[Start of Attachment]

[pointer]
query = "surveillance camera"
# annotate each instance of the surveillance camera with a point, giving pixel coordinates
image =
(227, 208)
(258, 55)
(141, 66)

[End of Attachment]

INSTRUCTIONS FOR THE TASK: In the records above, find each line with the word "surveillance" and copy it.

THE ANSWER:
query = "surveillance camera"
# annotate each instance of the surveillance camera with a point, giving pixel coordinates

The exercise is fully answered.